8 ПОЛКОВНИК И ПОСОЛ

Белисарио Бетанкур Куартас победил на выборах в марте 1982 года и в августе занял президентское кресло — тогда же, когда Эскобар стал конгрессменом. Бетанкур — столп консервативной партии и будущий реформатор — первоочередной задачей правительства считал примирение с партизанами, коих в Колумбии насчитывалось великое множество. Затем он намеревался провести в стране серьезные экономические и социальные преобразования. Контрабанду наркотиков считал проблемой ничтожной и, если б не докучливые американцы, не занимался бы ею вовсе.

Для Медельинского картеля весть об избрании Бетанкура была доброй — во всяком случае, поначалу. Новый президент придерживался крайне националистических взглядов, горой стоял за Латинскую Америку и всячески сопротивлялся вмешательству администрации Рейгана в жизнь Центральной Америки. Он поэтому заявил, что «мировоззрение не позволяет» ему согласиться на выдачу преступников–колумбийцев Соединенным Штатам. А ведь в 1982 году лишь угроза выдачи как–то держала контрабандистов в узде. Двустороннее соглашение 1979 года между США и Колумбией к 1981 году было ратифицировано обеими сторонами. Но тогда на него мало кто обратил внимание. Новость даже не попала на первые страницы газет, точно не касалась Колумбии вовсе.

Однако к 1982 году кокаиновые короли смекнули, что соглашение касается их впрямую. Главная угроза таилась в статье 8: лица, занимающиеся контрабандой наркотиков, подлежат выдаче в США, даже если они никогда не покидали пределов Колумбии. Требовалось лишь доказать, что эти лица представляют опасность для США — то есть поставляют туда наркотик.

## ЗАДАНИЕ 1
Ответьте на вопросы по фрагменту о президенте Бетанкуре.
(a) В каком месяце и году Бетанкур победил на выборах?
(b) К какому году двустороннее соглашение 1979 года между США и Колумбией было ратифицировано обеими сторонами?
(c) В какой статье соглашения таилась главная угроза для контрабандистов?
Текст и листинг между собой не связаны.

## ИСХОДНЫЕ ДАННЫЕ
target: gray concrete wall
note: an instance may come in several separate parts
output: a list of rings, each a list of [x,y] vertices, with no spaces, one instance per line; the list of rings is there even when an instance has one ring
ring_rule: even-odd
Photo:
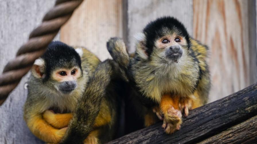
[[[28,35],[41,22],[53,0],[0,0],[0,71],[13,59]],[[59,39],[59,37],[56,38]],[[27,90],[25,76],[0,106],[0,144],[43,143],[30,132],[23,118]]]

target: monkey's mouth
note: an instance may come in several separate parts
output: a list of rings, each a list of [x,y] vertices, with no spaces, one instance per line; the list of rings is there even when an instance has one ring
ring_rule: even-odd
[[[170,53],[166,54],[166,57],[171,60],[178,63],[178,60],[182,56],[182,51]]]
[[[65,113],[71,112],[69,111],[66,109],[61,110],[59,108],[55,106],[50,107],[48,110],[52,111],[54,113]]]
[[[68,93],[74,90],[75,88],[69,89],[60,89],[60,91],[63,93]]]

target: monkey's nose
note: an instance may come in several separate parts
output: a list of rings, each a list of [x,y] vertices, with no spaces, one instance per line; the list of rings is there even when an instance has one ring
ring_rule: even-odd
[[[65,81],[65,83],[68,87],[74,88],[77,86],[76,82],[74,81]]]
[[[180,49],[180,47],[178,45],[174,45],[170,47],[170,49],[174,52],[176,53]]]

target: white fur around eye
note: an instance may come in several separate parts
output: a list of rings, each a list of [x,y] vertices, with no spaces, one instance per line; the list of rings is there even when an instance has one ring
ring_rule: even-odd
[[[75,50],[79,54],[80,57],[82,57],[82,56],[83,55],[83,50],[82,50],[82,48],[76,49]]]
[[[40,66],[42,66],[44,65],[44,61],[41,58],[36,59],[34,63],[34,64]]]

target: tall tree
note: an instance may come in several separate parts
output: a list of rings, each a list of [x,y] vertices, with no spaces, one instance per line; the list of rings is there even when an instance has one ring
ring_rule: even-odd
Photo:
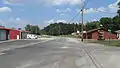
[[[96,29],[100,27],[100,22],[99,21],[93,21],[93,22],[87,22],[85,24],[85,30],[91,30],[91,29]]]
[[[40,28],[37,25],[28,24],[25,26],[25,30],[30,31],[31,34],[37,34],[37,35],[40,34]]]
[[[118,3],[118,6],[119,6],[119,8],[120,8],[120,2]],[[118,13],[118,15],[119,15],[119,17],[120,17],[120,9],[117,11],[117,13]]]

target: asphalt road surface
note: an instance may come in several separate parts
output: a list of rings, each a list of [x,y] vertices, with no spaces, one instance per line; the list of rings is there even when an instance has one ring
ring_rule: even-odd
[[[120,68],[120,48],[73,38],[0,43],[0,68]]]

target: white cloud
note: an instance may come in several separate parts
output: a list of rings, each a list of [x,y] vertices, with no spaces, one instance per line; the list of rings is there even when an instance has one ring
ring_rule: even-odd
[[[48,21],[44,21],[44,23],[46,23],[46,24],[59,23],[59,22],[67,23],[66,20],[54,20],[54,19],[51,19],[51,20],[48,20]]]
[[[16,18],[16,21],[20,21],[21,19],[19,17]]]
[[[0,12],[11,12],[12,9],[9,7],[0,7]]]
[[[57,21],[56,21],[56,23],[59,23],[59,22],[67,23],[66,20],[57,20]]]
[[[81,0],[45,0],[47,4],[50,5],[63,5],[63,4],[70,4],[76,5],[81,4]]]
[[[21,5],[21,0],[4,0],[4,4],[7,5]]]
[[[108,9],[110,12],[117,12],[117,10],[119,9],[119,6],[117,5],[120,2],[120,0],[117,0],[117,2],[108,5]]]
[[[80,11],[81,11],[81,9],[76,9],[77,13],[80,12]],[[84,9],[85,14],[96,13],[96,12],[106,12],[106,11],[107,11],[107,9],[104,8],[104,7]]]
[[[49,21],[44,21],[44,23],[50,24],[50,23],[55,23],[54,19],[51,19]]]
[[[56,9],[56,12],[59,12],[59,13],[66,13],[66,12],[70,12],[70,11],[71,11],[70,8],[66,8],[64,10]]]
[[[104,8],[104,7],[100,7],[100,8],[97,8],[97,11],[100,11],[100,12],[106,12],[106,11],[107,11],[107,9],[106,9],[106,8]]]
[[[60,16],[64,16],[65,14],[64,13],[61,13]]]

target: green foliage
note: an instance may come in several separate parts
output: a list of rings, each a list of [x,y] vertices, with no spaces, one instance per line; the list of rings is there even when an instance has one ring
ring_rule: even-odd
[[[118,6],[119,6],[119,8],[120,8],[120,2],[118,3]],[[118,13],[118,15],[119,15],[119,17],[120,17],[120,9],[117,11],[117,13]]]
[[[54,23],[50,24],[47,27],[45,27],[43,30],[41,30],[42,34],[47,35],[68,35],[73,32],[76,32],[77,30],[81,30],[81,24],[66,24],[66,23]]]
[[[40,34],[40,28],[37,25],[34,26],[34,25],[28,24],[26,25],[25,30],[30,31],[31,34],[37,34],[37,35]]]

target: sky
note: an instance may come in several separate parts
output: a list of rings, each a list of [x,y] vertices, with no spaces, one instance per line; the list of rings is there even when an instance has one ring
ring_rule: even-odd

## ЗАДАНИЕ 2
Измените строки листинга от его начала по строку с «[[[68,93],[74,90],[75,88],[69,89],[60,89],[60,91],[63,93]]]» включительно, заменив «even-odd» на «nonzero» и оставив всё остальное без изменений. Изображения в ответ не включайте.

## РЕШЕНИЕ ЗАДАЧИ 1
(a) В марте 1982 года.
(b) К 1981 году.
(c) В статье 8.

## РЕШЕНИЕ ЗАДАЧИ 2
target: gray concrete wall
note: an instance may come in several separate parts
output: a list of rings, each a list of [x,y] vertices, with no spaces, one instance per line; the list of rings is there even when an instance has one ring
ring_rule: nonzero
Photo:
[[[28,35],[41,22],[53,0],[0,0],[0,71],[13,59]],[[59,39],[59,37],[56,38]],[[27,90],[25,76],[0,106],[0,144],[43,143],[30,132],[23,118]]]

target: monkey's mouth
note: an instance may come in several separate parts
output: a list of rings, each a list of [x,y] vertices, with no spaces, one instance per line; the list of rings is there even when an instance has one ring
ring_rule: nonzero
[[[170,53],[166,54],[166,57],[171,60],[178,63],[178,60],[182,56],[182,51]]]
[[[65,113],[71,112],[69,111],[66,109],[61,110],[59,108],[55,106],[50,107],[48,110],[52,111],[54,113]]]
[[[68,93],[74,90],[75,88],[69,89],[60,89],[60,91],[63,93]]]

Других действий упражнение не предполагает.